DATA RECORDS
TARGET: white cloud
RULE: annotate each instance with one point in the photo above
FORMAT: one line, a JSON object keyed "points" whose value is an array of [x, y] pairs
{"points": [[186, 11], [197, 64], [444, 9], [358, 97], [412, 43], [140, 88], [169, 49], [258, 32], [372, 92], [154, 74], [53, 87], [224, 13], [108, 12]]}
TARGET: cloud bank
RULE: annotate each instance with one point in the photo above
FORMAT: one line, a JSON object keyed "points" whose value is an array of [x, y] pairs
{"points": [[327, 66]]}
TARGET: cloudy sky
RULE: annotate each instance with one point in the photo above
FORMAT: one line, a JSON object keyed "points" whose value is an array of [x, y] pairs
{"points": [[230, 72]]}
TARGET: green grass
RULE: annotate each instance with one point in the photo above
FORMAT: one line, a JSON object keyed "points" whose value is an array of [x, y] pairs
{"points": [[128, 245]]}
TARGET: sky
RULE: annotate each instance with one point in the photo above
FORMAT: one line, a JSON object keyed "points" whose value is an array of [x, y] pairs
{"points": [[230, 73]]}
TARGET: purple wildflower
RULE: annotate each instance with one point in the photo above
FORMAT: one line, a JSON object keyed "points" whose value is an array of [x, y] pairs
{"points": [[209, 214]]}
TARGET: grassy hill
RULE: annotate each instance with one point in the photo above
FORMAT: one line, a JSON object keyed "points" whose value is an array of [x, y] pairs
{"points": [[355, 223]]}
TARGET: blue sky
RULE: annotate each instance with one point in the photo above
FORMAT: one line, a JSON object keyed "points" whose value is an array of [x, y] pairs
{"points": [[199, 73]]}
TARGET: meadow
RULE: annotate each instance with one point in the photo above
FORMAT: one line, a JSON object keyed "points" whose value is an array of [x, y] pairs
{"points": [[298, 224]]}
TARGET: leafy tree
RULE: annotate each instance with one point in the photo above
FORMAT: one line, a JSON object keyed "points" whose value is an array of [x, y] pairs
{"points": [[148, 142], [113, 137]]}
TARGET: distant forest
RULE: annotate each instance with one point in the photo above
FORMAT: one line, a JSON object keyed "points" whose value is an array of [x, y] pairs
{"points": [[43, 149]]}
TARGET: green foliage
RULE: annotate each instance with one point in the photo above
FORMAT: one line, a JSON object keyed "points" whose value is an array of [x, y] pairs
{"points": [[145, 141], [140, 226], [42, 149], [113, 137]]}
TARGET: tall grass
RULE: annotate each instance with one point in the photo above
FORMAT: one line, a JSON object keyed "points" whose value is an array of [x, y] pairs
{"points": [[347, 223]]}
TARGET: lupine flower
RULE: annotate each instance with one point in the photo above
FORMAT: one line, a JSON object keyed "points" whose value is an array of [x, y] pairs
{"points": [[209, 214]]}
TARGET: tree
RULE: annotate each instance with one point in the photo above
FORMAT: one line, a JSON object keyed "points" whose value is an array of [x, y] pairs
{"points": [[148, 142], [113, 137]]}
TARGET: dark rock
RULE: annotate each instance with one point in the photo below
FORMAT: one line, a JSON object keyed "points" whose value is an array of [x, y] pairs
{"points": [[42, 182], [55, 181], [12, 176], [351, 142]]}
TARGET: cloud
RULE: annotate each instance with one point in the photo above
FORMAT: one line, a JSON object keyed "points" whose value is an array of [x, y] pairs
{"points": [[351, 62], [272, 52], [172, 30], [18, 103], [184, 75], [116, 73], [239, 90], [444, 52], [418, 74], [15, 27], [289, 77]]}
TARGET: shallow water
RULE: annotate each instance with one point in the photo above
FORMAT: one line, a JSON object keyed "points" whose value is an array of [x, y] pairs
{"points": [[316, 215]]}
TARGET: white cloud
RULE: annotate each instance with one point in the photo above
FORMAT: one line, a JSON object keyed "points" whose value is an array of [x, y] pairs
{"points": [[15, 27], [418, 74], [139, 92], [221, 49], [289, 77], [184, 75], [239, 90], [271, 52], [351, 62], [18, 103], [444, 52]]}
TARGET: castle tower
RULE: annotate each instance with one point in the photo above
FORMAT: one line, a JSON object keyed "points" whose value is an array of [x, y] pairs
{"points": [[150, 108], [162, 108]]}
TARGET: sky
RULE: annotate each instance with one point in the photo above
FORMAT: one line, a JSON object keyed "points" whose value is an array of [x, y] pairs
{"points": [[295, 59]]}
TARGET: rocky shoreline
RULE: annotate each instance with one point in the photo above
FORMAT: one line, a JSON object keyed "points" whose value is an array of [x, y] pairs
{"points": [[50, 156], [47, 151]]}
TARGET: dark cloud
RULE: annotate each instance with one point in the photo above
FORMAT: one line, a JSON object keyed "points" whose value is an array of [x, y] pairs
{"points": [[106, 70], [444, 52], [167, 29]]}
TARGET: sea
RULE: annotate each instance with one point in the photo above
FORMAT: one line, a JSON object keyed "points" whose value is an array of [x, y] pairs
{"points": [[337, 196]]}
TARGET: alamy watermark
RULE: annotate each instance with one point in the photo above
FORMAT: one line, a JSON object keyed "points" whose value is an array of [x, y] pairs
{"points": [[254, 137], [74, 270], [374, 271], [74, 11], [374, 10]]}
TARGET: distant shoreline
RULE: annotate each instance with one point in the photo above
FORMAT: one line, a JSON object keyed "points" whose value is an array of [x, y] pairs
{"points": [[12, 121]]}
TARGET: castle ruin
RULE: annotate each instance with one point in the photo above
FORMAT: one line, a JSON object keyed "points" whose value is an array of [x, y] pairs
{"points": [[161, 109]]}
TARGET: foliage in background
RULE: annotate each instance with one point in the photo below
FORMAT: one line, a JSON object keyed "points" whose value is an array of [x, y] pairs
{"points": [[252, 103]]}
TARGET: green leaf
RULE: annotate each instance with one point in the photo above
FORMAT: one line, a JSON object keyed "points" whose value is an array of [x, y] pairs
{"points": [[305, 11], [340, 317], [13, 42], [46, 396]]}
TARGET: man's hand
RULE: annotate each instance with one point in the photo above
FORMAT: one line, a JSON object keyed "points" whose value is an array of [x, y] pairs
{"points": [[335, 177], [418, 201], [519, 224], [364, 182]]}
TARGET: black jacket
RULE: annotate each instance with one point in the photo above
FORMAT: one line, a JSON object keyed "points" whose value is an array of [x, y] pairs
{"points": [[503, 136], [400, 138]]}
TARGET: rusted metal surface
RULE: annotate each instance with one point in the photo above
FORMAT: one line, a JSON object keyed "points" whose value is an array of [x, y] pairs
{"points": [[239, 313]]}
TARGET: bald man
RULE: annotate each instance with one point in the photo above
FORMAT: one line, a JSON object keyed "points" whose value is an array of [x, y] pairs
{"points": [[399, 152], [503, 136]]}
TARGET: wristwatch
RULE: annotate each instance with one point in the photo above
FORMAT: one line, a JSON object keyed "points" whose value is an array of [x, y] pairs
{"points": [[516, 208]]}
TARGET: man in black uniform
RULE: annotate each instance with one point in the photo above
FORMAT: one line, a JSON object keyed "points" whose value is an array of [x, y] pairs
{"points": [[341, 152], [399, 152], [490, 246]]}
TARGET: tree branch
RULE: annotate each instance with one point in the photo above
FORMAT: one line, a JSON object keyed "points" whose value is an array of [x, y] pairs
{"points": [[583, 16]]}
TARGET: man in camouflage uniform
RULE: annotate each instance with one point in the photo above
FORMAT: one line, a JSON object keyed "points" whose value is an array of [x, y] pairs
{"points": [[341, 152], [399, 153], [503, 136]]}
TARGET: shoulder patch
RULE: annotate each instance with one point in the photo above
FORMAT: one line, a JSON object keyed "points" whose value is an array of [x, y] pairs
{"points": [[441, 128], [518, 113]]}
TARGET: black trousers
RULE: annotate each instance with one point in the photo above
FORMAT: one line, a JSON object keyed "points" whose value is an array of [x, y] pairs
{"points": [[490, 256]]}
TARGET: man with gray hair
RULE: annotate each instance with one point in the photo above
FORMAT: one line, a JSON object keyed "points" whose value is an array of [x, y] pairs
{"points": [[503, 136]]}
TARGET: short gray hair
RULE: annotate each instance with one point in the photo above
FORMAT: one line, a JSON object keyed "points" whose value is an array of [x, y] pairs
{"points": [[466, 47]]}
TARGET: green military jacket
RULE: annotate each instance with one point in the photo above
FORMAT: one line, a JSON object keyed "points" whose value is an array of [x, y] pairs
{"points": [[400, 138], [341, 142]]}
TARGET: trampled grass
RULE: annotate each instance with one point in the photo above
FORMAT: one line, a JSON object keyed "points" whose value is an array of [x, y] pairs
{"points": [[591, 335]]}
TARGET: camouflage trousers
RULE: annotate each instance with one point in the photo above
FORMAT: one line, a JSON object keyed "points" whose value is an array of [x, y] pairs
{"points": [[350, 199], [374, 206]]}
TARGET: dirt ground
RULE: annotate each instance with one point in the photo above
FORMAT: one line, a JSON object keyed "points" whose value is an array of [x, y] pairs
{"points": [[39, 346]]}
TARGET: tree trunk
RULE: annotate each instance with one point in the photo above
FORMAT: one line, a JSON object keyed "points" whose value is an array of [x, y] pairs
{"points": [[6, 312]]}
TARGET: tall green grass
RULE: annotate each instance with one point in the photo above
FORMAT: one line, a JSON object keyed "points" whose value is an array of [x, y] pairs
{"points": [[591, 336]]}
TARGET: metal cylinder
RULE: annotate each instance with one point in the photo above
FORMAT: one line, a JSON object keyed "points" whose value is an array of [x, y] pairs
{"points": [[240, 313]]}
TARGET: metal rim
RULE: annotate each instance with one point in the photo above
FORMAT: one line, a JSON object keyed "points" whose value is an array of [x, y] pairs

WRITTEN EXERCISE
Can you recast the stretch from the line containing "TARGET: man with gray hair" through the end of the entries as a JSON list of strings, one string per line, with blank lines left out?

TASK ANSWER
[
  "TARGET: man with gray hair",
  "RULE: annotate each instance with one point in the photo above",
  "FORMAT: one line, a JSON object keyed \"points\" whose value is an array of [x, y] pairs",
  "{\"points\": [[503, 136]]}",
  "TARGET: short gray hair",
  "RULE: annotate each instance with one point in the photo above",
  "FORMAT: one line, a JSON object keyed \"points\" whose value is an array of [x, y] pairs",
  "{\"points\": [[466, 47]]}",
  "TARGET: green military jacket",
  "RULE: annotate each instance with one point in the photo above",
  "FORMAT: one line, a JSON object keyed \"points\" whose value is an array of [x, y] pairs",
  "{\"points\": [[400, 138], [341, 142]]}",
  "TARGET: trampled grass",
  "RULE: annotate each instance with one point in the photo above",
  "FORMAT: one line, a JSON object keyed \"points\" whose value is an array of [x, y] pairs",
  "{\"points\": [[591, 335]]}",
  "TARGET: camouflage trousers",
  "RULE: annotate each instance with one point in the photo above",
  "FORMAT: one line, a JSON object keyed \"points\" whose value is an array of [x, y] pairs",
  "{\"points\": [[350, 199], [374, 206]]}",
  "TARGET: dirt ground",
  "RULE: annotate each instance with one point in the photo above",
  "FORMAT: one line, a JSON object keyed \"points\" whose value is an array of [x, y] pairs",
  "{\"points\": [[39, 346]]}",
  "TARGET: tree trunk",
  "RULE: annotate each instance with one point in the photo above",
  "FORMAT: one line, a JSON object keyed \"points\" whose value is an array of [x, y] pairs",
  "{\"points\": [[6, 312]]}",
  "TARGET: tall green grass",
  "RULE: annotate each instance with one point in the photo above",
  "FORMAT: one line, a JSON object keyed \"points\" whose value is an array of [x, y] pairs",
  "{\"points\": [[591, 336]]}",
  "TARGET: metal cylinder",
  "RULE: annotate each instance with one point in the photo above",
  "FORMAT: one line, a JSON object keyed \"points\" whose value is an array of [x, y] pairs",
  "{\"points\": [[240, 313]]}",
  "TARGET: metal rim",
  "RULE: annotate each instance with one point in the photo above",
  "FORMAT: one line, a JSON object keyed \"points\" whose value is an array of [x, y] pairs"
]